▸ Stored items:
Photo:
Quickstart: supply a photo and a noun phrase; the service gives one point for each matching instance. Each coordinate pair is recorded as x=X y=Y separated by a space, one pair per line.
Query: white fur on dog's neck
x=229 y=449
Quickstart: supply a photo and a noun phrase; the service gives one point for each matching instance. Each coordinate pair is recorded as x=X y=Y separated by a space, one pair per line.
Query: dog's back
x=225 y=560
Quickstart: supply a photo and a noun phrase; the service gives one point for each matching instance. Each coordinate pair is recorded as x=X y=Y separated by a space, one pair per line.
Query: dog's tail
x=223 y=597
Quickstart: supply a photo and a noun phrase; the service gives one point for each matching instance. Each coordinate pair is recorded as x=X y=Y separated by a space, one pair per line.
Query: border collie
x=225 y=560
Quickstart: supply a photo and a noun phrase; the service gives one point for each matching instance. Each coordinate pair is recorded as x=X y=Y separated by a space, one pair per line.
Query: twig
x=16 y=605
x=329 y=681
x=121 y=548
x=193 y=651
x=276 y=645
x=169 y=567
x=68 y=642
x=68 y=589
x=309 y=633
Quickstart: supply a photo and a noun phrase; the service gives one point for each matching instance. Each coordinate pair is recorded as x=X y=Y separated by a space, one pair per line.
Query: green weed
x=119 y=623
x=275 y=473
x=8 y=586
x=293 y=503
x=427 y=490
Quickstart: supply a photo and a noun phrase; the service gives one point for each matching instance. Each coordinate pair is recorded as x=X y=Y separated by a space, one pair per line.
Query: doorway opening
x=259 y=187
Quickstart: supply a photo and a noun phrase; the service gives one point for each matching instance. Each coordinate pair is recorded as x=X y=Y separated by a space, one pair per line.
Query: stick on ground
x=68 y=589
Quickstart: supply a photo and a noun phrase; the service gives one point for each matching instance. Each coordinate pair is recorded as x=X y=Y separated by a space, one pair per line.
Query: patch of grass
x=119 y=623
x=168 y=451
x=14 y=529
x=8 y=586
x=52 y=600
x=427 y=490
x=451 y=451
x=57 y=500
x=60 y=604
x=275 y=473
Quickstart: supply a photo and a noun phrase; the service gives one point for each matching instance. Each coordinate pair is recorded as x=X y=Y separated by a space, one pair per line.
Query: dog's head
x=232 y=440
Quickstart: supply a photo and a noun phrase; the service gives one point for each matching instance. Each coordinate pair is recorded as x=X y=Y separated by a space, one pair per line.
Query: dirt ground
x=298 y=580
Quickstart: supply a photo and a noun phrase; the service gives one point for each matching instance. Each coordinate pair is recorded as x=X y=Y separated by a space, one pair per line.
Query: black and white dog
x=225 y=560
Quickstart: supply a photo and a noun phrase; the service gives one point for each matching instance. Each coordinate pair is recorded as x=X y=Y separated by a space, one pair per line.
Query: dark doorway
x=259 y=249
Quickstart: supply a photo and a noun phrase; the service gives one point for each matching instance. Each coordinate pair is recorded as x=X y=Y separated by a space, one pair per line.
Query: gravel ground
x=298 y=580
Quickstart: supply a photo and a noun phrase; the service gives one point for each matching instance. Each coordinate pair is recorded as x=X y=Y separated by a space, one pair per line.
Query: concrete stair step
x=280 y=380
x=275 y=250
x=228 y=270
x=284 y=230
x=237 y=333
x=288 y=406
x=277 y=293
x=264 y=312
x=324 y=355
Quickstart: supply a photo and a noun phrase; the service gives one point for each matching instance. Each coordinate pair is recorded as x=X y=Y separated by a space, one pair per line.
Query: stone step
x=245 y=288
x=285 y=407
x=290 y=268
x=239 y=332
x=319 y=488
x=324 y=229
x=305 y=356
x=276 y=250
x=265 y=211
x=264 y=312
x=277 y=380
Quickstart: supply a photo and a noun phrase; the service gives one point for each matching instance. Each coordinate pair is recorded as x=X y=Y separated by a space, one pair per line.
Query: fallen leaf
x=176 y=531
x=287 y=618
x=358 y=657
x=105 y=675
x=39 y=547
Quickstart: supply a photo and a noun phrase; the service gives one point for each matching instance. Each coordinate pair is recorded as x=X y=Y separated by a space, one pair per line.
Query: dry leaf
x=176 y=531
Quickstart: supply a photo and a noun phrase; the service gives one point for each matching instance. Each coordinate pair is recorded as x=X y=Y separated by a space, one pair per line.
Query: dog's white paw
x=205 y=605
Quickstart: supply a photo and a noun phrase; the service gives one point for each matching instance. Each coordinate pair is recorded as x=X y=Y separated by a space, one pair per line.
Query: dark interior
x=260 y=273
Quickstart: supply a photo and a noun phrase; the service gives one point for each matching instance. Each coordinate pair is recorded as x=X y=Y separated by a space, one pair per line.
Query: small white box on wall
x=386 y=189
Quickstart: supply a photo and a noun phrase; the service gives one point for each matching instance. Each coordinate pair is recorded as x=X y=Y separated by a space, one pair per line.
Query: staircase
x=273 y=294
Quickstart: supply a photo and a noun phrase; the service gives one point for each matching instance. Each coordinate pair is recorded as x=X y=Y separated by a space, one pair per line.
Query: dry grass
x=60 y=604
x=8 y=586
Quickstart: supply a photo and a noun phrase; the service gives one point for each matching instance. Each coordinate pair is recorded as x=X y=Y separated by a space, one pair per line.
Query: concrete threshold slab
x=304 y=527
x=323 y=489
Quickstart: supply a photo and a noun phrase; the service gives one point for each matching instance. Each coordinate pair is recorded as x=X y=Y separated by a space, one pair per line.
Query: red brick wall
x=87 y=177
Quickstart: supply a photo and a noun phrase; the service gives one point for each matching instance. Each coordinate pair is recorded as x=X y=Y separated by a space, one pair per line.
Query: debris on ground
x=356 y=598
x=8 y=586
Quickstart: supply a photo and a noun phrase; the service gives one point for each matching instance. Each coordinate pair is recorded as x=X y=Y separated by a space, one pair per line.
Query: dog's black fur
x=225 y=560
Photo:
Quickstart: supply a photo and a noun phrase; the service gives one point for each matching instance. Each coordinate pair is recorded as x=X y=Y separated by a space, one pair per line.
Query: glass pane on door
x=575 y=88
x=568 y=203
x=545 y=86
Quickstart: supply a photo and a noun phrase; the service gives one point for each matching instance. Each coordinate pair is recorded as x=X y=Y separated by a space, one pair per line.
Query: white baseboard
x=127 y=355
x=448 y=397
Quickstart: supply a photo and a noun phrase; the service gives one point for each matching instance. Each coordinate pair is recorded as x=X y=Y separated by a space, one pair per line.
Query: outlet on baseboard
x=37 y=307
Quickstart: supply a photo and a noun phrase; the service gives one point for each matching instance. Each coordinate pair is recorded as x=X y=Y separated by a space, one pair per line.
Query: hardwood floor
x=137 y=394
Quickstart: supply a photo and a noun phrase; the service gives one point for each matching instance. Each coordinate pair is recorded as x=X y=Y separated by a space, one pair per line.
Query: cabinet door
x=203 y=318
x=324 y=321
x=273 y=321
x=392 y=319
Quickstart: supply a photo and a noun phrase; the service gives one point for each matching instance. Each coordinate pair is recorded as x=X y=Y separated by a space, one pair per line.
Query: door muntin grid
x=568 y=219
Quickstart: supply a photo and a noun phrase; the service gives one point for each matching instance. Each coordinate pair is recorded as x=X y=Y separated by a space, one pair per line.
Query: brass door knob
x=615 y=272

▸ Given instruction:
Count the lines in the data above that contain the string "step" and give only the number.

▸ Response:
2